# u know the nintendo product real or fake?



## SteamingDragon24 (Oct 23, 2010)

u know the nintendo product real or fake?
http://shoptemp.com/products/Premium-Nunch...o-Wii-p-80.html
http://shoptemp.com/products/Premium-Wii-R...o-Wii-p-78.html
http://shoptemp.com/products/Premium-Class...o-Wii-p-81.html

thanks in advance for help info


----------



## The Catboy (Oct 23, 2010)

They are clones, but they are real enough.
Please type in proper English already


----------



## chyyran (Oct 23, 2010)

No, It's a 1:1 clone of the official one. 


			
				QUOTE said:
			
		

> The Premium Nunchuk for Nintendo Wii offers an affordable *quality alternative to the official Nintendo peripheral.* All of the fun and durability at a fraction of the cost. Pick up the Wiimote (sold separately), tighten the strap around your wrist, plug in the nunchuk and enjoy a fun-filled motion-controlled gaming experience on the Nintendo Wii! Compatible with Wii Motion Plus.


----------



## The Catboy (Oct 23, 2010)

ron975 said:
			
		

> No, It's a 1:1 clone of the official one.
> 
> 
> 
> ...


Real enough. Then again I honestly have no idea what he is asking so he could be asking if they are just pictures or not for all we know


----------



## Yuan (Oct 23, 2010)

An official classic controller pro is 20$, why pay 18$ on a clone of older version?


----------

◆ PROVIDED INFORMATION
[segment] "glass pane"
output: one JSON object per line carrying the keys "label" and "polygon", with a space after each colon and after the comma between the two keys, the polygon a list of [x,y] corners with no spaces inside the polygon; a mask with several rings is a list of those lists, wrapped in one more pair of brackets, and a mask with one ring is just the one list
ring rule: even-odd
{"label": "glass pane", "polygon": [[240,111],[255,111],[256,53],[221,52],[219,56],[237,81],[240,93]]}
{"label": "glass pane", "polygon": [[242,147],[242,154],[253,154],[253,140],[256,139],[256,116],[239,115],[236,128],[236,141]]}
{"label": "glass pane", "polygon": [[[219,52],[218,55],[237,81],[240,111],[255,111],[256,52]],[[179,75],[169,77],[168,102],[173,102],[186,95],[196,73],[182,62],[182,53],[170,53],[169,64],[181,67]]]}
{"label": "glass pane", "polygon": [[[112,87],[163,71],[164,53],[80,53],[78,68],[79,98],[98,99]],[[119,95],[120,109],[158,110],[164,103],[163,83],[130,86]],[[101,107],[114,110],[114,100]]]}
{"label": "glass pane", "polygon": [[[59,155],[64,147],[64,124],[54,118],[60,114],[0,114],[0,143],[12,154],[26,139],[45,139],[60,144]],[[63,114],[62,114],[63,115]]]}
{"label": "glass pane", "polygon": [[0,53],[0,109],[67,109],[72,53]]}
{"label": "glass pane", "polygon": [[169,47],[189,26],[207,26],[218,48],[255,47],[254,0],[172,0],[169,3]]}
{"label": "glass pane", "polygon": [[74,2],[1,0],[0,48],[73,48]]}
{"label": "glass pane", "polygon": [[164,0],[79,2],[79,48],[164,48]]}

◆ WHAT THE TASK ASKS
In the forum thread about the Nintendo products, why does Yuan question buying the clone classic controller? Answer in one to three sentences.

◆ TASK RESPONSE
An official Classic Controller Pro costs $20, while the clone costs $18 and copies an older version. Yuan sees little reason to save two dollars on the older clone.